**EXERCISE GOAL:** Find each line in the material below that contains the word "negative" and copy those lines out in full.

**RECORDS SUPPLIED:**

* * * * *

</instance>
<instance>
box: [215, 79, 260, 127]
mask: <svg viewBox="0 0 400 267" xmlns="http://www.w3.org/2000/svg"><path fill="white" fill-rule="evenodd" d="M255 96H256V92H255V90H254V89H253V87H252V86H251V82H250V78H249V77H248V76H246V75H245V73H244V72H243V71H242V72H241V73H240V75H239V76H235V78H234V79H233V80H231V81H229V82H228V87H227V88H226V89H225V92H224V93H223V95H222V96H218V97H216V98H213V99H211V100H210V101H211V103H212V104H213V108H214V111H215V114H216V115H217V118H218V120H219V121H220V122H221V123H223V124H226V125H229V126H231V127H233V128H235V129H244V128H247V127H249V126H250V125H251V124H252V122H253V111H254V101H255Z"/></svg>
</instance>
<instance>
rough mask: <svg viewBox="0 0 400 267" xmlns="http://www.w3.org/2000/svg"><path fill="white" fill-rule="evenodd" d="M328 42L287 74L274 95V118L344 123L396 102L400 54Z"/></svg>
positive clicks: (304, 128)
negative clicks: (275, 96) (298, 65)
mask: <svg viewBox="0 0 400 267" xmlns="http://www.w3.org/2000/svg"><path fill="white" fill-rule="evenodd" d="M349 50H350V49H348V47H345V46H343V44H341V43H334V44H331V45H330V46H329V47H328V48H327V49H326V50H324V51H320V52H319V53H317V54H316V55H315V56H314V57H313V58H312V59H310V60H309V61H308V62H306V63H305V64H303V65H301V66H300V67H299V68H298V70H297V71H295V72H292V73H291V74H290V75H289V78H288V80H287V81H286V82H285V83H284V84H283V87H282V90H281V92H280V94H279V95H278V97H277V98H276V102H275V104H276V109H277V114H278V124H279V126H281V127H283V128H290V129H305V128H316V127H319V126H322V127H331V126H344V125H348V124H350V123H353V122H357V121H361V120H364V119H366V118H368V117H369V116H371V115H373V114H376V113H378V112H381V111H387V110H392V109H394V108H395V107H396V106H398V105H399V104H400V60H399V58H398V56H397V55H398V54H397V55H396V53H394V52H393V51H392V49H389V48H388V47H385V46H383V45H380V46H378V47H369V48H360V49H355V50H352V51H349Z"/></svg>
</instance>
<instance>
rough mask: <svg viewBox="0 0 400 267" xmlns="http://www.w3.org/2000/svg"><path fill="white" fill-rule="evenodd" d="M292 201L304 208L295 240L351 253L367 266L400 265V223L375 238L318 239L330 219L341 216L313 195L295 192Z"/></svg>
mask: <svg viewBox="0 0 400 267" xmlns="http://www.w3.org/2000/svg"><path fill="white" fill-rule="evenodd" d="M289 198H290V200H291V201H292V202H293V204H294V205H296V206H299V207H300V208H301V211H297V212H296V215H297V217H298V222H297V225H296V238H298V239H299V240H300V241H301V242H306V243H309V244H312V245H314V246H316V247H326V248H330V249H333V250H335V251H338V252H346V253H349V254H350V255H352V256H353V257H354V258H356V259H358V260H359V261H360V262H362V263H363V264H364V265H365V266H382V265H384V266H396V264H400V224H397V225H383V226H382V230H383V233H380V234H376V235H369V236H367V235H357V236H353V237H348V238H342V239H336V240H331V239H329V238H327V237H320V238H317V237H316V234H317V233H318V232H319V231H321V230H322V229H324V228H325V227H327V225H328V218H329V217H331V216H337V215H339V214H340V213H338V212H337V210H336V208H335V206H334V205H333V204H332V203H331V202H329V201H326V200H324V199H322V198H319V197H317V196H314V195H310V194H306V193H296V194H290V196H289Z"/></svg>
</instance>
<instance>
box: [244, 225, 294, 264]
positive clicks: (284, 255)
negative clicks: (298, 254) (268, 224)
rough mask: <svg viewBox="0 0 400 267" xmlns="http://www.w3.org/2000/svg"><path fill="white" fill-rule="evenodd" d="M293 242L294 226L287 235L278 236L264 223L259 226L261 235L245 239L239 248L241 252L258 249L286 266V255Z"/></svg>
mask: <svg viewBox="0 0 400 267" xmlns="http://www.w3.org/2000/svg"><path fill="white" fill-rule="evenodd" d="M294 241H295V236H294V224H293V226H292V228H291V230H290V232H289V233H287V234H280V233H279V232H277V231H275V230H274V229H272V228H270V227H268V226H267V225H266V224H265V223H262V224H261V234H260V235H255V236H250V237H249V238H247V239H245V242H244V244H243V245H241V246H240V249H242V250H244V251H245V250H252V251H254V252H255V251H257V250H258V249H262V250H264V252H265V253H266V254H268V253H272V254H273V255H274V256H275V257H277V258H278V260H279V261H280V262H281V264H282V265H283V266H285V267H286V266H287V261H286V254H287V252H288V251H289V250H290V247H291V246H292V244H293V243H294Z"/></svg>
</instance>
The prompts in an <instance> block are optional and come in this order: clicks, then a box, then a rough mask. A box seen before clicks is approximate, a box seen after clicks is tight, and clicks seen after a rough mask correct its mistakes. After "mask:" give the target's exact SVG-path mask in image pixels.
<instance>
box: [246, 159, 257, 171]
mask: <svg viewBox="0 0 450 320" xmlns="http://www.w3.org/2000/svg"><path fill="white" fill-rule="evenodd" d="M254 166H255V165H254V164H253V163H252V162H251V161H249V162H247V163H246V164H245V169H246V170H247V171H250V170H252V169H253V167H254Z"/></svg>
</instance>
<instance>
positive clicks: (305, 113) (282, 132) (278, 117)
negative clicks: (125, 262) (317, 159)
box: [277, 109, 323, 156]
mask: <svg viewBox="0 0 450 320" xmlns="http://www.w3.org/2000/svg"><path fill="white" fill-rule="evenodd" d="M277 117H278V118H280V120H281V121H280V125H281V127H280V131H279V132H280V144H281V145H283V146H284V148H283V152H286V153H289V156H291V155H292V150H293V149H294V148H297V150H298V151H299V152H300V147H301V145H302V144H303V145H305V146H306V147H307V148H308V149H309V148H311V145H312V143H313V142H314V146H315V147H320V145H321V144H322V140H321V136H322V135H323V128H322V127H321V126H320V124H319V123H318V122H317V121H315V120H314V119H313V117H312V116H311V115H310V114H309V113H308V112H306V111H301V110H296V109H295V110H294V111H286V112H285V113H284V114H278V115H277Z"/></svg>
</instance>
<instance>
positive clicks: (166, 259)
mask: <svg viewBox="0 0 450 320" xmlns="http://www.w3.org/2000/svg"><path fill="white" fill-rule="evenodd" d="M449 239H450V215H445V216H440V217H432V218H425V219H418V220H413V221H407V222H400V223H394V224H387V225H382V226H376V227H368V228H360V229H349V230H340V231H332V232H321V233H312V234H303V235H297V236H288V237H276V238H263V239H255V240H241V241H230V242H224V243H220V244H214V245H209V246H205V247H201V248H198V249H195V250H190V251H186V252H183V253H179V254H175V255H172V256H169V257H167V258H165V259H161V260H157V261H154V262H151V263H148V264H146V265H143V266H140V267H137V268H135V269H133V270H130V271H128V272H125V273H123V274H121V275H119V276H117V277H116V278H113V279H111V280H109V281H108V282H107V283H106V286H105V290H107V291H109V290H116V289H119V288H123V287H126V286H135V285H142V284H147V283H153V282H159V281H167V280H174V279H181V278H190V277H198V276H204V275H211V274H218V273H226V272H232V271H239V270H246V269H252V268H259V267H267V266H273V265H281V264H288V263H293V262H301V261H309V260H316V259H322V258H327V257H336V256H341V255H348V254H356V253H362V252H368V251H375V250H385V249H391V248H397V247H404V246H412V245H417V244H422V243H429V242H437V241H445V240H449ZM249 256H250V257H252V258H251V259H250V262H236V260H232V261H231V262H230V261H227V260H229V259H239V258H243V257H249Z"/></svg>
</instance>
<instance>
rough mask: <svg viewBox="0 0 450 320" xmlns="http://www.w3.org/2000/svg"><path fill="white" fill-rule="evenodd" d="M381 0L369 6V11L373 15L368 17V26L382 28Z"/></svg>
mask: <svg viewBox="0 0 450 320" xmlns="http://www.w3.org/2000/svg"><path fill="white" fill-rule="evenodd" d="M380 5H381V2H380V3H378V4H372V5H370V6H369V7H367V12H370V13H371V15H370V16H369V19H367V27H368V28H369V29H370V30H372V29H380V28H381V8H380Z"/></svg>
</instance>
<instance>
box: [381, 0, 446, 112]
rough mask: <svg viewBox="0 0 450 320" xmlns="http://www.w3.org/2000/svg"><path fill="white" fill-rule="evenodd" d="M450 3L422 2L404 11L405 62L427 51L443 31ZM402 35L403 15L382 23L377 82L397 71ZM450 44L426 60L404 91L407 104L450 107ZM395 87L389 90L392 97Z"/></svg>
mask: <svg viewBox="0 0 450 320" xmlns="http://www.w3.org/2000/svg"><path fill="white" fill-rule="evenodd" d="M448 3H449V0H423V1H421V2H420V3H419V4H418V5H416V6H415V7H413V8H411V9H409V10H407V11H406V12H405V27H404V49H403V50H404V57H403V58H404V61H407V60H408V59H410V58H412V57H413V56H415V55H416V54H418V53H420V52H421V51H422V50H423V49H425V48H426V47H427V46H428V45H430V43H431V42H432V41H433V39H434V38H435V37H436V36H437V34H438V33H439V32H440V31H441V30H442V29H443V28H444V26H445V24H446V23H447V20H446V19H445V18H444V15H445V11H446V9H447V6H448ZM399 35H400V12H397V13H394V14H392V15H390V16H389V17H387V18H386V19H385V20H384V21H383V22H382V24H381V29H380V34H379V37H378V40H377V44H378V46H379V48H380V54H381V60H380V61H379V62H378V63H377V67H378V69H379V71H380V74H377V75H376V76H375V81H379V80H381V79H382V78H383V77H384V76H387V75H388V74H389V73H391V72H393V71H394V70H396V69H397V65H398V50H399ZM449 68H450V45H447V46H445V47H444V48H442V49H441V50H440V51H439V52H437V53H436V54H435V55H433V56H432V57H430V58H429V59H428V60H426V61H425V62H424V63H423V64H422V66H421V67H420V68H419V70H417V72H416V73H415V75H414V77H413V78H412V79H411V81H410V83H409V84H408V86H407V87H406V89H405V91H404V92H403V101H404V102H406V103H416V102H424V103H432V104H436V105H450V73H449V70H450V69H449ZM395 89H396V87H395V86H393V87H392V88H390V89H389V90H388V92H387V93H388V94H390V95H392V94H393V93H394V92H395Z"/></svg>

* * * * *

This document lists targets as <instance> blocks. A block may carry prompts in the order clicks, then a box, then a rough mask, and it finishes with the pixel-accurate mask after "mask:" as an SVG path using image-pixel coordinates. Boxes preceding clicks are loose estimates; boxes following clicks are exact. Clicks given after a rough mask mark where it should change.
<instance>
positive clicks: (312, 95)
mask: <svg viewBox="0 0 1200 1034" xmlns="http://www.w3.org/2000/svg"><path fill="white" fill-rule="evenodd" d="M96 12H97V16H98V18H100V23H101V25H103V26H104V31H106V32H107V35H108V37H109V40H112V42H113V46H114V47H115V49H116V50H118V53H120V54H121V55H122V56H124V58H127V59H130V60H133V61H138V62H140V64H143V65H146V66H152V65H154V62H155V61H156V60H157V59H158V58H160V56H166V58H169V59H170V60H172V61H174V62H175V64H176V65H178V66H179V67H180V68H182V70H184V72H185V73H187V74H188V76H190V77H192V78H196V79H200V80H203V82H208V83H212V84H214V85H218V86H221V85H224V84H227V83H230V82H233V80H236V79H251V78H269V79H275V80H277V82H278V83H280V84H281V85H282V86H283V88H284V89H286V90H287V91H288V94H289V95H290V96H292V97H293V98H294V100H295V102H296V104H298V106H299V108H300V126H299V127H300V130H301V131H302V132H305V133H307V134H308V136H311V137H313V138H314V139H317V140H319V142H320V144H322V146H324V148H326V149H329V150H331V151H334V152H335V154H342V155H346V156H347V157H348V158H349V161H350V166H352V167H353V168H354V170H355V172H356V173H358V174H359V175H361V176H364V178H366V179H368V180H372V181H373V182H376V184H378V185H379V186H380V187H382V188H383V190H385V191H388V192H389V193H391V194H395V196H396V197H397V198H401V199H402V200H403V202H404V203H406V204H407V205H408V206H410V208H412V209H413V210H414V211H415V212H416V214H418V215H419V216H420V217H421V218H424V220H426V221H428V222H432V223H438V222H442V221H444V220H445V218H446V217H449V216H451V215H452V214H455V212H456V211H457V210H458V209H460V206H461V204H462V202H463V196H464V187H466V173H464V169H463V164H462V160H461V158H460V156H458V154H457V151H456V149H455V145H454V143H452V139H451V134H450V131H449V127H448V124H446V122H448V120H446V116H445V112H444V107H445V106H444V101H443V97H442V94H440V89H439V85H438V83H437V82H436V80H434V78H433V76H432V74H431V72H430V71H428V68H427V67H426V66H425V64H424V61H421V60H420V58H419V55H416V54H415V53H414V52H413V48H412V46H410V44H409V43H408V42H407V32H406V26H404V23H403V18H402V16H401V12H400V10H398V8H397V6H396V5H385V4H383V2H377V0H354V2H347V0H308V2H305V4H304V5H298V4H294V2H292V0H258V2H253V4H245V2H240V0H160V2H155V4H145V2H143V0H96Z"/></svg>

* * * * *

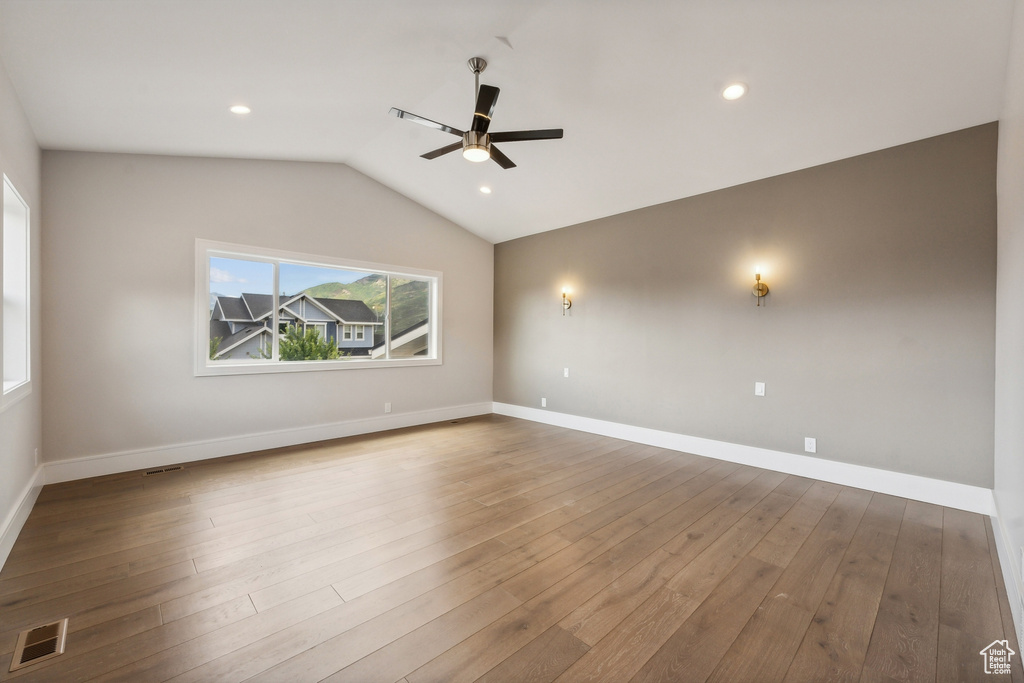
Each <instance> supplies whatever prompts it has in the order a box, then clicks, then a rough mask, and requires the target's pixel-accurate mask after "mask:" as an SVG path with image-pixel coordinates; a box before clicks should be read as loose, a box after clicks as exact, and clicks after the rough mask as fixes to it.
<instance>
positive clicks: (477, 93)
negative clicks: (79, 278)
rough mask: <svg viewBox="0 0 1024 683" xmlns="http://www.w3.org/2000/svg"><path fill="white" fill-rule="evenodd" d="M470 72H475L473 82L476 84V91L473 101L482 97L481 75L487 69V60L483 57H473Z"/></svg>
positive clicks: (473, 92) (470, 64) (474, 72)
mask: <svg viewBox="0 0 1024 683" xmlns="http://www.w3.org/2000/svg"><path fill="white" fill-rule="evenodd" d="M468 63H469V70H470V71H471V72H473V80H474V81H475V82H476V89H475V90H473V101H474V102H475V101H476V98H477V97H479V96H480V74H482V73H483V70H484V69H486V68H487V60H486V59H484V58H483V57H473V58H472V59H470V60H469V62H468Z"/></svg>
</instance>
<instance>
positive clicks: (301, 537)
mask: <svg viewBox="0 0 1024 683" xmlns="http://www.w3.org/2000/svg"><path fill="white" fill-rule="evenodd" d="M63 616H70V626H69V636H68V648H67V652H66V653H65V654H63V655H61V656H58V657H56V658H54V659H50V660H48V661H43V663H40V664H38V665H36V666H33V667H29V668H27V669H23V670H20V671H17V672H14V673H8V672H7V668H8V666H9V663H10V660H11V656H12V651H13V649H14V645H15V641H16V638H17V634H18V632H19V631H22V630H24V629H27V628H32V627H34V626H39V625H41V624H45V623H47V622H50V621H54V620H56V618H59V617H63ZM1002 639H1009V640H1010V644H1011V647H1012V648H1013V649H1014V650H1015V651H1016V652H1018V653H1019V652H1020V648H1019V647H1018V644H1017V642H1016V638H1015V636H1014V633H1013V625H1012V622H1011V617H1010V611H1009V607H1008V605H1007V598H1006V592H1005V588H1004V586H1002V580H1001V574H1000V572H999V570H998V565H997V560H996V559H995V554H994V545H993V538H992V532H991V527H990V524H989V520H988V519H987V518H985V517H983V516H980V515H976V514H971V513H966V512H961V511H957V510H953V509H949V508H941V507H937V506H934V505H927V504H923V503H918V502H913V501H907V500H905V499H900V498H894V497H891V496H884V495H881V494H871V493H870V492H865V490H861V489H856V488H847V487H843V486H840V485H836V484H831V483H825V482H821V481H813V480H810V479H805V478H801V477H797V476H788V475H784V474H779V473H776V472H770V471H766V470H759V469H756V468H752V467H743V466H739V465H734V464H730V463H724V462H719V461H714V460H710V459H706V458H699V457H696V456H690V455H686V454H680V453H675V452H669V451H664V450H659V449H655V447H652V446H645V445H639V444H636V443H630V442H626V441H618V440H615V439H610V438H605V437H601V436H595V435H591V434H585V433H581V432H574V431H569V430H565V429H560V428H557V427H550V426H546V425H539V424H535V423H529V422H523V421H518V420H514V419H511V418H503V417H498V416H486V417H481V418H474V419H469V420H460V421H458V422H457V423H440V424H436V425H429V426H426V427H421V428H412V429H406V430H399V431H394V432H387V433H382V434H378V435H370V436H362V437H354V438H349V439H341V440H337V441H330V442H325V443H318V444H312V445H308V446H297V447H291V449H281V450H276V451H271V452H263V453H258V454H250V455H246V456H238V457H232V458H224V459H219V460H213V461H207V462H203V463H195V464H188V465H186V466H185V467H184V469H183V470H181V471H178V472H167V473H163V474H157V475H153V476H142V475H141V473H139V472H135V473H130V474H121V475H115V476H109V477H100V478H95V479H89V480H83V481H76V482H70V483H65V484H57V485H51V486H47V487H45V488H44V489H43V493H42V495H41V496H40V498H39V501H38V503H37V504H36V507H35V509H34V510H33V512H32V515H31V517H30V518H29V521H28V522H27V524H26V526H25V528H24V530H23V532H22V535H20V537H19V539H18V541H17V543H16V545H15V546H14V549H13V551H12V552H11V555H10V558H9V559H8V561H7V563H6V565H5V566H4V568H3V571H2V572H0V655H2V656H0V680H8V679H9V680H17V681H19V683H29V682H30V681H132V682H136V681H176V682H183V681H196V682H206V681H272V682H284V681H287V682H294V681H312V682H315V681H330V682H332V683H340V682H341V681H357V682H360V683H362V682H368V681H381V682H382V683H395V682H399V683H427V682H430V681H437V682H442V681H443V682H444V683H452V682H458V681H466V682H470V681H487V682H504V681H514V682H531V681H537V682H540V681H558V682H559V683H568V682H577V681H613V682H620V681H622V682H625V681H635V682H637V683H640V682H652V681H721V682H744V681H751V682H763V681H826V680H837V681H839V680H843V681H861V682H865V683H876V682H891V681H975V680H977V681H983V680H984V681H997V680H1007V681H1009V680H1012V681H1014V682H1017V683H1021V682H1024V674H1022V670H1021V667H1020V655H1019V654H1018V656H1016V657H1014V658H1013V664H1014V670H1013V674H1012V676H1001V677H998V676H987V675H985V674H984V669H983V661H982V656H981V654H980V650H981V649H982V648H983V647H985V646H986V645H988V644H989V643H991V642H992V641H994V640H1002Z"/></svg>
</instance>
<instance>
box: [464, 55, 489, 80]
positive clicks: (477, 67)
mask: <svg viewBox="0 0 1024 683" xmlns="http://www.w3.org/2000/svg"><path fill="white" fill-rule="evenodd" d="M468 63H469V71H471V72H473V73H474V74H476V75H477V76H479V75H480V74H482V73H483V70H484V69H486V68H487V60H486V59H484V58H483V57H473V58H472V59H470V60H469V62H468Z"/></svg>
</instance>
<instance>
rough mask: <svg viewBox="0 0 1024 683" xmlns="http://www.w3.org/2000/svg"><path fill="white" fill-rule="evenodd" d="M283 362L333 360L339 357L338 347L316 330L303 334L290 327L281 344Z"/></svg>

* * * * *

**RESPONSE AREA:**
negative clicks: (275, 96) (298, 65)
negative clicks: (298, 254) (268, 224)
negative clicks: (125, 262) (317, 159)
negative clicks: (79, 278)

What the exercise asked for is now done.